Textauszug ▸
Tatsächlich – so stellt sie fest – sind aber zwischen 2006 und 2010 mehr als 900 Millionen Euro Fördergelder mehr nach Dresden als nach Leipzig geflossen. 900 Millionen Euro – das wären mehr als die 730 Millionen Euro Schulden im Leipziger Stadthaushalt. Die Diskrepanz hat übrigens der Chemnitzer CDU-Abgeordnete Peter Wilhelm Patt ans Tageslicht gebracht mit einer Anfrage bei der sächsischen Staatsregierung.

Welche Fördergeldunterschiede vor 2006 dazu führten, dass Dresden auch deutlich mehr Industrieansiedlungen an sich binden konnte, konnte die Anfrage natürlich nicht erhellen.

Aber an der Industriedichte hängt ja bekanntlich alles andere – bis hin zum BIP. Und dazu stellt Barbara Höll fest: “Leipzig hat ein um 3.000 Euro pro Einwohner niedrigeres Bruttoinlandsprodukt als Dresden, erreicht auch das Niveau von Chemnitz nicht und ist auf Grund seiner Haushaltslage am wenigstens in der Lage, soziale Verwerfungen durch den Einsatz kommunaler Mittel abzufedern. Zur ohnehin angespannten Leipziger Haushaltslage (1.400 Euro Verschuldung des Kernhaushaltes pro Einwohner) kommen wesentlich höhere Sozialausgaben: Sie liegen in Leipzig bei 25, in Chemnitz bei 19 und in Dresden bei 17 Prozent des Gesamthaushalts 2010, das waren in Leipzig 2010 insgesamt 90 Millionen Euro mehr als in Dresden.”

Daten ▸
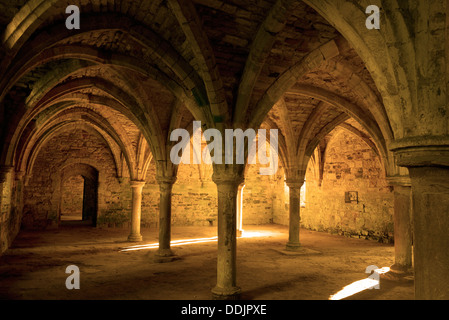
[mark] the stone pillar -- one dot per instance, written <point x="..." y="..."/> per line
<point x="403" y="238"/>
<point x="293" y="243"/>
<point x="427" y="159"/>
<point x="240" y="210"/>
<point x="431" y="231"/>
<point x="164" y="253"/>
<point x="227" y="186"/>
<point x="4" y="170"/>
<point x="137" y="187"/>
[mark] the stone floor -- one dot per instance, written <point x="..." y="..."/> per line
<point x="34" y="267"/>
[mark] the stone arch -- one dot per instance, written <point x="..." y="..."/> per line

Aufgabenstellung ▸ Gib bitte den Textauszug über die Fördergelder für Dresden und Leipzig von oben vollständig und wortgetreu wieder.

Lösung ▸
Tatsächlich – so stellt sie fest – sind aber zwischen 2006 und 2010 mehr als 900 Millionen Euro Fördergelder mehr nach Dresden als nach Leipzig geflossen. 900 Millionen Euro – das wären mehr als die 730 Millionen Euro Schulden im Leipziger Stadthaushalt. Die Diskrepanz hat übrigens der Chemnitzer CDU-Abgeordnete Peter Wilhelm Patt ans Tageslicht gebracht mit einer Anfrage bei der sächsischen Staatsregierung.

Welche Fördergeldunterschiede vor 2006 dazu führten, dass Dresden auch deutlich mehr Industrieansiedlungen an sich binden konnte, konnte die Anfrage natürlich nicht erhellen.

Aber an der Industriedichte hängt ja bekanntlich alles andere – bis hin zum BIP. Und dazu stellt Barbara Höll fest: “Leipzig hat ein um 3.000 Euro pro Einwohner niedrigeres Bruttoinlandsprodukt als Dresden, erreicht auch das Niveau von Chemnitz nicht und ist auf Grund seiner Haushaltslage am wenigstens in der Lage, soziale Verwerfungen durch den Einsatz kommunaler Mittel abzufedern. Zur ohnehin angespannten Leipziger Haushaltslage (1.400 Euro Verschuldung des Kernhaushaltes pro Einwohner) kommen wesentlich höhere Sozialausgaben: Sie liegen in Leipzig bei 25, in Chemnitz bei 19 und in Dresden bei 17 Prozent des Gesamthaushalts 2010, das waren in Leipzig 2010 insgesamt 90 Millionen Euro mehr als in Dresden.”